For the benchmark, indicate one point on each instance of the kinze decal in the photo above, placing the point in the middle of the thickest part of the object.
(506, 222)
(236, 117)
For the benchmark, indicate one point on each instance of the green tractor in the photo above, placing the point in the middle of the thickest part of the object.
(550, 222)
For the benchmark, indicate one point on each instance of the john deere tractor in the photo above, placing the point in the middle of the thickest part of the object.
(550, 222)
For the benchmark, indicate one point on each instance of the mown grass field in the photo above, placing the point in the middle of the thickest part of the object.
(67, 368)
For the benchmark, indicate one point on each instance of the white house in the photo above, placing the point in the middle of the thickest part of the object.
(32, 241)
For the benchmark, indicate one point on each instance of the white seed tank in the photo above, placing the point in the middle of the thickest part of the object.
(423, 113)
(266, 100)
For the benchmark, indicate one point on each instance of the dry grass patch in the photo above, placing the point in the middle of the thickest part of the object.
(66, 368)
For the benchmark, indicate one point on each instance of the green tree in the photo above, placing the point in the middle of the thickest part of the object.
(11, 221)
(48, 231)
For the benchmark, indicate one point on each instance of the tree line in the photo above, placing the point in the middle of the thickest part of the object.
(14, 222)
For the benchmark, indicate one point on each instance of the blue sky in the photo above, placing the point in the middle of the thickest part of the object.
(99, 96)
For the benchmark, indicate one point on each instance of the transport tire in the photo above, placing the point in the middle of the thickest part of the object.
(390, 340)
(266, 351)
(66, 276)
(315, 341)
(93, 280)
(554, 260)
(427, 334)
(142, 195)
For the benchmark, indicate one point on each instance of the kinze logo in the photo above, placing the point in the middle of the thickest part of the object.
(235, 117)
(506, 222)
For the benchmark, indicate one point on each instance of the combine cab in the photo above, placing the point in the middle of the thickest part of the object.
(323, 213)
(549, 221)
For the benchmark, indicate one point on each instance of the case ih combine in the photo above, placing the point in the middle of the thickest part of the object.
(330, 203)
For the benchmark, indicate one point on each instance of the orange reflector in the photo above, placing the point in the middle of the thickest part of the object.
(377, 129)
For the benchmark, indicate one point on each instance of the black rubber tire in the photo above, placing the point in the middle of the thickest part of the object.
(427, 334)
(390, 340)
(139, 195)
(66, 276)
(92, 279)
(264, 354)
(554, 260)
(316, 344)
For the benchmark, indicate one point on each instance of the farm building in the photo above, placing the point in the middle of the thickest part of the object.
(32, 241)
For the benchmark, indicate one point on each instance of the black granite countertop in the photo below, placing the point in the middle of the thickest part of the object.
┄┄┄┄┄┄
TASK STATEMENT
Copy every record exactly, with nothing added or dropped.

WRITTEN ANSWER
For the benchmark, indicate one point on each instance of the kinze decal in the photo above, placing the point in the middle of the thickest part of the object.
(506, 222)
(236, 117)
For the benchmark, indicate one point on each instance of the green tractor in the photo above, placing the point in the middle of the thickest part of the object.
(550, 222)
For the benchmark, indicate one point on each instance of the john deere tractor in the photo above, placing the point in the middle of the thickest part of the object.
(550, 222)
For the benchmark, indicate one point on each instance of the mown grass field in the photo above, placing the point in the middle of the thickest part of the object.
(67, 368)
For the benchmark, indicate one point on each instance of the white house in the photo above, placing the point in the middle of the thickest part of the object.
(32, 241)
For the benchmark, indicate one point on each instance of the white seed tank in the photo above, placing the point in the middle of the thickest part of the object.
(423, 113)
(266, 100)
For the benchmark, indicate one point on each instance of the dry grass patch in the photo above, placing the point in the middle of the thickest part of the object.
(66, 368)
For the benchmark, indicate one point on each instance of the green tree in the photo above, placing the point in the middle of the thickest part of the object.
(11, 221)
(48, 231)
For the benchmark, indicate one point on each instance of the tree line in the photo above, placing the point in the middle of the thickest part of the object.
(14, 222)
For the benchmark, indicate one point on each instance of the blue sky in the photo above, placing the point in the middle of the thickest part of the object.
(99, 96)
For the benchmark, indicate one point on each instance of the transport tire in the photo above, placing the point in the middle of the thickest part of the object.
(390, 340)
(266, 351)
(66, 276)
(315, 341)
(93, 280)
(554, 260)
(427, 334)
(142, 195)
For the benchmark, indicate one point on each instance of the kinze logo in the photo above, placing the point in the middle of the thickest part of the object.
(235, 117)
(506, 222)
For the benchmark, indicate one point on each instance of the combine cab in the photo above, placing the point in the middle of the thickest part of the object.
(323, 213)
(549, 221)
For the benchmark, indicate one point on each instance of the case ih combine in the photo above, placing the point in the middle of the thickest part of the object.
(330, 203)
For the benchmark, indicate one point on each instance of the orange reflector in the photo above, placing the point in the middle of the thickest part of the object.
(377, 129)
For the benchmark, indicate one point on each instance of the black rubber tire in the photo above, placing the point in the middle of the thickest part of the object.
(427, 334)
(390, 340)
(139, 195)
(66, 276)
(92, 279)
(264, 354)
(554, 260)
(316, 344)
For the benchmark, indicate one point on each instance of the farm building in the photo above, placing the point in the middle of the thickest part of the object.
(32, 241)
For the benchmark, indicate one point on each instance of the black granite countertop in the photo below, placing the point in the middle of the thickest part of the object.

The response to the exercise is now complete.